PROBLEM TO SOLVE:
Revise the passage about filming the boxers, from "Lyle was a killer." up to and including "of the documentary.", and give it again with "mustache" changed to "beard".

PASSAGE PROVIDED:
Facing Ali: Ron Lyle punching Ian Kerr csc. All images courtesy of the filmmakers.
Facing Ali: Ron Lyle punching Ian Kerr csc. All images courtesy of the filmmakers.

Travel
Guided by the TomTom across the U.K. to Liverpool, we meet Ernie Shavers. I had no idea who this massive, shy man was but when I later watched the tapes of his fights I couldn’t believe the punishment he inflicted during his career. (Ali credited Shavers as the hardest puncher he had ever faced.) “I wasn’t a boxer, but I was a good puncher,” he said with a huge grin. Shavers was generous with his time, and we filmed several sequences with him around Liverpool before ending in the community gym where he helped coach. We were soon on the plane back home, but not for long, as we had a date with Ron Lyle in Denver.

Lyle was a killer. Literally. He learned to fight in prison while serving seven-and-a-half years for second-degree murder. Meeting him was a bit like meeting Lou Gossett Jr. He was a guy who still made a mustache look dangerous and downright murderous in the 1970s. I hope he never reads the line about his mustache. He was polite and happy to see us until the interview started. Fittingly, he was positioned in the middle of a boxing ring. Suddenly belligerent and arrogant, the years dropped away. He would often answer a question with a question or just a glare – probing McCormack for weak spots. There were a few tense moments when we all thought he might throw a punch. It was magic on camera, and Lyle later became one of the keystones of the documentary.

The pattern became familiar. Fly into a city the day before the interview, rapidly scout for a location with the assistance of an online locations library or Google Earth, lock down the location, and send a list of additional lighting and grip that evening to the local crew. On shoot day we’d arrive at the location several hours early, pre-light and art direct until the last minute, and then roll hours of interview with our boxer. Following the interview we’d jump in the ring with the boxer, and they’d shadow box into the lens while McCormack would tease out old memories from famous fights. It was a great mix of rough, hand-held, run-and-gun and carefully setup interviews. We had a lot of fun.

Larry Holmes’s interview was hilarious and although many of his raunchier stories never made it into the film, his honesty and hospitality was impressive. We did find a limit however. Following the interview, Holmes hopped into his luxury sedan with a couple friends and invited us to join him for a drink at a nearby Holiday Inn. Struggling to keep up with him, we screamed into the parking lot, jumped out, camera rolling, only to be stopped at the door by his burly companions. “No cameras. Have a drink….” Behind his bodyguard the huge former world heavyweight champion was on a tiny dance floor surrounded by 40-year-old white women. All of them line dancing to country music. And we weren’t allowed to film it.

SUPPLIED MATERIAL:
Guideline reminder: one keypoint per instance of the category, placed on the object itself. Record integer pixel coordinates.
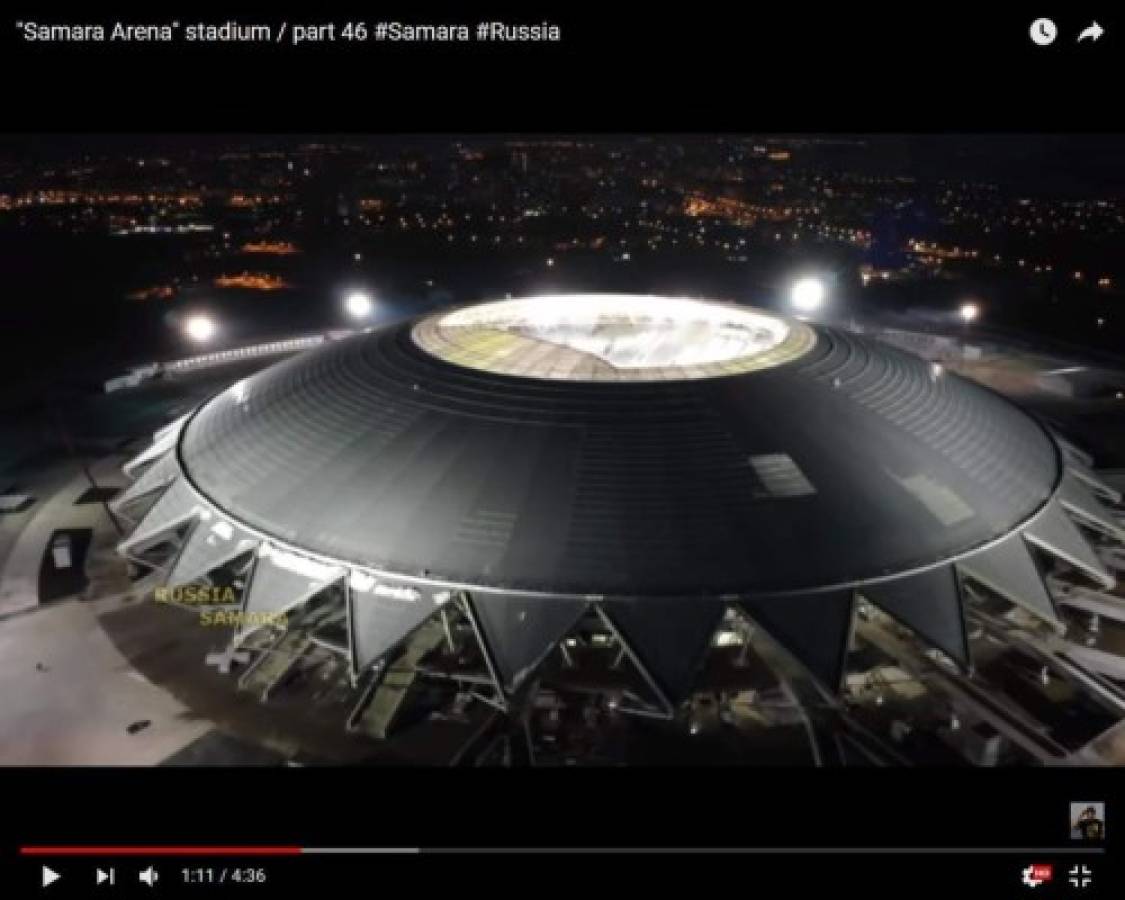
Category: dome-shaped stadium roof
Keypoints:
(627, 447)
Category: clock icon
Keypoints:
(1043, 32)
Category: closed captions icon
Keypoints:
(1043, 32)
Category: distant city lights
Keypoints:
(199, 329)
(808, 295)
(359, 304)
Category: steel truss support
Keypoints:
(501, 700)
(668, 709)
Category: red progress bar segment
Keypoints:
(140, 851)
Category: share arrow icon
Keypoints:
(1092, 30)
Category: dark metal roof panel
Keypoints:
(371, 451)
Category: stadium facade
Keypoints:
(654, 461)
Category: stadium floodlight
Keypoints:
(807, 295)
(359, 304)
(199, 329)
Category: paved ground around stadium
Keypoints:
(111, 680)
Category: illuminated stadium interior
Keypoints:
(612, 336)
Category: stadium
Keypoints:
(621, 498)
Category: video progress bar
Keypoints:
(295, 851)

SOLUTION:
Lyle was a killer. Literally. He learned to fight in prison while serving seven-and-a-half years for second-degree murder. Meeting him was a bit like meeting Lou Gossett Jr. He was a guy who still made a beard look dangerous and downright murderous in the 1970s. I hope he never reads the line about his beard. He was polite and happy to see us until the interview started. Fittingly, he was positioned in the middle of a boxing ring. Suddenly belligerent and arrogant, the years dropped away. He would often answer a question with a question or just a glare – probing McCormack for weak spots. There were a few tense moments when we all thought he might throw a punch. It was magic on camera, and Lyle later became one of the keystones of the documentary.